Si es un asunto público o es un asunto privado; si la opinión pública está en contra de los derechos ciudadanos; si es algo intrínseco a la cultura o un culto de locos. El debate sobre la posesión de armas en los Estados Unidos, que resurge cada vez que hay un caso de violencia como la masacre en la discoteca gay Pulse, en la que Omar Mateen dejó 49 muertos y 53 heridos, retoma esos temas una y otra vez, sin que se produzca movimiento alguno en el tablero simbólico.
Una historiadora buscó un enfoque completamente diferente: en The Gunning of America, Pamela Haag siguió la pista del dinero y encontró que la omnipresencia de las armas se extendió en los Estados Unidos no porque la relación con el objeto haya sido excepcional, sino porque siempre se las percibió como un producto ordinario. Igual que una camisa, que era el producto que fabricaba Oliver Winchester antes de crear su imperio sobre un diseño semiautomático.
«Una historia compendiada de la cultura estadounidense de las armas, narrada desde la leyenda y la memoria popular, podría ser así: nacimos en una cultura de las armas. Los estadounidenses tenemos una relación excepcional, única y atemporal con las armas, que comenzó con las milicias de la Guerra Revolucionaria y se desarrolló desde entonces», escribió Haag. «Algunos celebran y otros condenan esta relación, pero en cualquier caso es única. Las armas han sido durante mucho tiempo una parte común de la vida en los Estados Unidos, por lo cual casi se venden solas. La Segunda Enmienda, ubicua para la política contemporánea sobre las armas, fue una presencia histórica prominente y es una fuente de la estatura única de las armas, mientras que la idea del control de armas es más reciente.»

§ Lo que se pide
¿Puedes copiar completo el texto sobre el debate de las armas en Estados Unidos, sin omitir ni cambiar nada?

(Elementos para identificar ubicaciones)

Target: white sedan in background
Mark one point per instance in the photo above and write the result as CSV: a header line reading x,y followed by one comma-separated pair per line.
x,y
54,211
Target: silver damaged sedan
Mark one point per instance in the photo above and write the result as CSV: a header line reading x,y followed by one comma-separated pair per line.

§ La respuesta
Si es un asunto público o es un asunto privado; si la opinión pública está en contra de los derechos ciudadanos; si es algo intrínseco a la cultura o un culto de locos. El debate sobre la posesión de armas en los Estados Unidos, que resurge cada vez que hay un caso de violencia como la masacre en la discoteca gay Pulse, en la que Omar Mateen dejó 49 muertos y 53 heridos, retoma esos temas una y otra vez, sin que se produzca movimiento alguno en el tablero simbólico.
Una historiadora buscó un enfoque completamente diferente: en The Gunning of America, Pamela Haag siguió la pista del dinero y encontró que la omnipresencia de las armas se extendió en los Estados Unidos no porque la relación con el objeto haya sido excepcional, sino porque siempre se las percibió como un producto ordinario. Igual que una camisa, que era el producto que fabricaba Oliver Winchester antes de crear su imperio sobre un diseño semiautomático.
«Una historia compendiada de la cultura estadounidense de las armas, narrada desde la leyenda y la memoria popular, podría ser así: nacimos en una cultura de las armas. Los estadounidenses tenemos una relación excepcional, única y atemporal con las armas, que comenzó con las milicias de la Guerra Revolucionaria y se desarrolló desde entonces», escribió Haag. «Algunos celebran y otros condenan esta relación, pero en cualquier caso es única. Las armas han sido durante mucho tiempo una parte común de la vida en los Estados Unidos, por lo cual casi se venden solas. La Segunda Enmienda, ubicua para la política contemporánea sobre las armas, fue una presencia histórica prominente y es una fuente de la estatura única de las armas, mientras que la idea del control de armas es más reciente.»